First run with the default provider downloads the model (Xenova/all-MiniLM-L6-v2, 384-dim, ~23 MB) from the Hugging Face hub and caches it on disk. Run npx smart-ai-cache setup first if you haven't installed @xenova/transformers.

The accuracy trade-off (the important part)

Semantic caching can return a confidently wrong answer. "What's the capital of France?" and "What's the capital of Germany?" sit around ~0.9 cosine similarity with most sentence-embedding models — close enough to wrongly share a cached answer if your threshold is too low. Set it too high and you get no hits. This is the core failure mode, and the library is designed around it:

  • High default threshold — 0.95. Conservative on purpose: prefer a miss over a wrong hit.
  • Per-call / per-route override for endpoints where you know the risk profile.
  • logNearMisses surfaces queries that fell just below the line, so you tune from real traffic instead of guessing.

This is the difference between "I wrapped a vector DB" and "I understood the failure mode."

Cost & latency honesty

The two tiers have very different cost profiles — be clear-eyed about it:

| Path | Latency | API key | Notes | |------|---------|---------|-------| | Exact-match hit | sub-millisecond | none | unchanged fast path | | Semantic hit (local) | ~10–50 ms warm | none | first call is slower while the model loads (cold start) | | Semantic hit (OpenAI provider) | network round-trip | yes | one embedding call per lookup |

So the semantic layer trades a small, real per-lookup cost for catching paraphrases the exact path would miss. Whether that's a win depends on your traffic — measure it (see Statistics).

Embedding providers

import {
  AIResponseCache,
  LocalEmbeddingProvider,   // default — local, zero API key
  OpenAIEmbeddingProvider,  // opt-in — higher quality, needs a key
} from 'smart-ai-cache';

// Default (implicit):
new AIResponseCache({ semantic: { enabled: true } });

// Pick a different local model:
new AIResponseCache({
  semantic: { enabled: true, model: 'Xenova/all-MiniLM-L12-v2' },
});

// Use OpenAI embeddings (no @xenova/transformers needed):
new AIResponseCache({
  semantic: {
    enabled: true,
    provider: new OpenAIEmbeddingProvider({ apiKey: process.env.OPENAI_API_KEY }),
  },
});

Bring your own by implementing the interface:

import { EmbeddingProvider } from 'smart-ai-cache';

class MyEmbeddings implements EmbeddingProvider {
  readonly id = 'my-embeddings';
  async embed(text: string): Promise<number[]> {
    /* call your model, return a vector */
  }
}

new AIResponseCache({ semantic: { enabled: true, provider: new MyEmbeddings() } });

Vector stores (one Redis for everything)

++++++++++++++++++++

* _What is required_
Reproduce the part of the semantic caching documentation above word for word, starting at "Semantic caching can" and ending at "the risk profile.".

++++++++++++++++++++

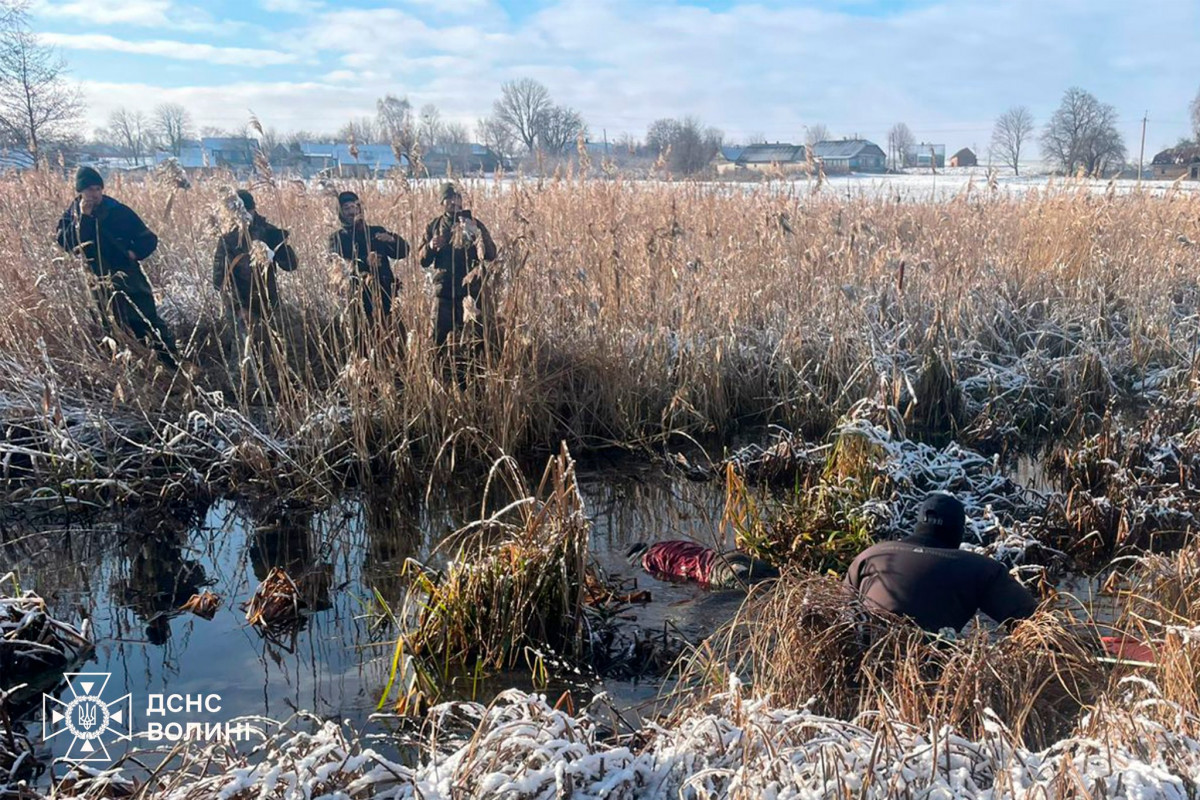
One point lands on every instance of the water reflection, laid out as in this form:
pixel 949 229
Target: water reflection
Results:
pixel 131 576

++++++++++++++++++++

* _Solved problem_
Semantic caching can return a confidently wrong answer. "What's the capital of France?" and "What's the capital of Germany?" sit around ~0.9 cosine similarity with most sentence-embedding models — close enough to wrongly share a cached answer if your threshold is too low. Set it too high and you get no hits. This is the core failure mode, and the library is designed around it:

  • High default threshold — 0.95. Conservative on purpose: prefer a miss over a wrong hit.
  • Per-call / per-route override for endpoints where you know the risk profile.